--- TASK DESCRIPTION ---
Exclude any images and output the remaining records exactly.

::: DATASET ENTRIES

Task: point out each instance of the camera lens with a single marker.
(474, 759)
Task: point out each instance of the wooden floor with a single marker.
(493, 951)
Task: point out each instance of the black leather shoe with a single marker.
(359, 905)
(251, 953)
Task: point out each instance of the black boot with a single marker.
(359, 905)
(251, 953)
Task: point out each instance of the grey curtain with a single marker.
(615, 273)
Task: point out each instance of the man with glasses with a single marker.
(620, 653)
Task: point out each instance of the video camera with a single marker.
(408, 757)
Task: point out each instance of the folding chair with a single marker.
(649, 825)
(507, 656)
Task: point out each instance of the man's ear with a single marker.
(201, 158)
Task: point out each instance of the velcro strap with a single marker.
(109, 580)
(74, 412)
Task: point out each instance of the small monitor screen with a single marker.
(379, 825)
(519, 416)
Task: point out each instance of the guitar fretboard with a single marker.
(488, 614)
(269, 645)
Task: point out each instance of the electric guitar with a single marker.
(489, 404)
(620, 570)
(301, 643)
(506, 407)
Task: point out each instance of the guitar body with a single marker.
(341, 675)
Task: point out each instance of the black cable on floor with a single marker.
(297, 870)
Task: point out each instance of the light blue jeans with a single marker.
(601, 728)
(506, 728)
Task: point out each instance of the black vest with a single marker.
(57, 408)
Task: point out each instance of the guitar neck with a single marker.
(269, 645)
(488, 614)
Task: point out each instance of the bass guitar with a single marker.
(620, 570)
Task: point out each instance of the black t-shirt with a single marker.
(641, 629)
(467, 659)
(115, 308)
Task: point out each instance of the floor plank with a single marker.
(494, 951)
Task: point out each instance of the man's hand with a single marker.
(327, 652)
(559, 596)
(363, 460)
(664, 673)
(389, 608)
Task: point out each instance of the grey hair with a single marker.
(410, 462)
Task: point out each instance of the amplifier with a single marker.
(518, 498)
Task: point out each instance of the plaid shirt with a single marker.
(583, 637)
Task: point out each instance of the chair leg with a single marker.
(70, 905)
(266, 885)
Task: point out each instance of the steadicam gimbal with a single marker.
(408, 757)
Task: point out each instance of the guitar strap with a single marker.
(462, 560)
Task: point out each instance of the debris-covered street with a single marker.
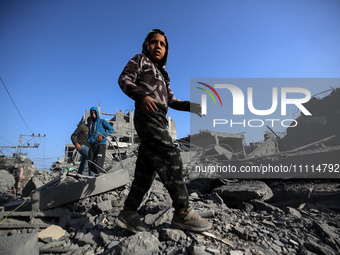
(61, 212)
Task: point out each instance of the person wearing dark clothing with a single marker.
(79, 139)
(145, 80)
(98, 131)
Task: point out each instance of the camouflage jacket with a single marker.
(141, 77)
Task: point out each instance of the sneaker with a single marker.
(190, 220)
(131, 222)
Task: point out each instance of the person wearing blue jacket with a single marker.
(98, 131)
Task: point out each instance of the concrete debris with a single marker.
(276, 215)
(47, 197)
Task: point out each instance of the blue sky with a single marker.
(59, 58)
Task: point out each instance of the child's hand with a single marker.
(148, 105)
(195, 108)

::::::

--- EXERCISE RESULT ---
Task: point out each instance of the camera lens with a single marker.
(474, 759)
Task: point out each instance of the wooden floor with a single marker.
(493, 951)
Task: point out each instance of the black leather shoe with a single marker.
(359, 905)
(251, 953)
Task: point out each instance of the black boot with a single marker.
(359, 905)
(251, 953)
Task: point out each instance of the grey curtain with a single marker.
(615, 273)
Task: point out each instance of the man with glasses with a single marker.
(620, 653)
Task: point out each instance of the video camera with a single marker.
(408, 757)
Task: point out each instance of the folding chair with a single marker.
(649, 825)
(507, 656)
Task: point out each instance of the man's ear with a single marker.
(201, 158)
Task: point out each instance of the velcro strap with a single marker.
(109, 580)
(74, 412)
Task: point out each instance of the small monitor screen with a single marker.
(379, 825)
(519, 416)
Task: point out each instance of the guitar fretboard with a single marker.
(488, 614)
(269, 645)
Task: point out each instance of the electric guitar with a single marker.
(489, 404)
(620, 570)
(301, 643)
(506, 407)
Task: point out each instance of the guitar body with a single marker.
(341, 675)
Task: point out each instance of the black cable on floor with a single marker.
(297, 870)
Task: point out each instance of the light blue jeans with a single marker.
(601, 728)
(506, 728)
Task: point out each instance of the black vest with a single marker.
(57, 408)
Task: point out each instance of the guitar neck with a single marker.
(269, 645)
(488, 614)
Task: point out each instance of the bass guitar with a single marker.
(620, 570)
Task: point out each instance of the black t-shirt with a single marker.
(641, 629)
(467, 659)
(115, 308)
Task: point out each instance of the floor plank with a single marker.
(494, 951)
Task: point out each instance of the man's hand with a single marker.
(327, 652)
(559, 596)
(363, 460)
(664, 673)
(389, 608)
Task: point out each instance of the grey hair with a single marker.
(410, 462)
Task: point out each instance of the amplifier with a single marker.
(518, 498)
Task: point out each instance of the plaid shirt with a single marker.
(583, 637)
Task: point out each instance of the chair leg with a single marker.
(70, 905)
(266, 885)
Task: point out each instance of the steadicam gimbal with a single marker.
(408, 757)
Task: point out each instance of the guitar strap with a single marker.
(462, 560)
Task: point out each instance of the debris-covered street with a single marker.
(61, 212)
Task: point out each instance of the person wearing dark clothing with a single marker.
(79, 139)
(145, 80)
(98, 131)
Task: point out each instance of the camouflage jacket with a single marker.
(141, 77)
Task: point out each instance of the sneaker with a single marker.
(190, 220)
(131, 222)
Task: point out each instance of the person wearing blue jacket with a single marker.
(98, 131)
Task: point out each instance of the concrete debris with a single marker.
(276, 215)
(47, 197)
Task: point out each instance of the blue sky with a single marker.
(59, 58)
Task: point out each instance of the child's hand with a single marker.
(148, 105)
(195, 108)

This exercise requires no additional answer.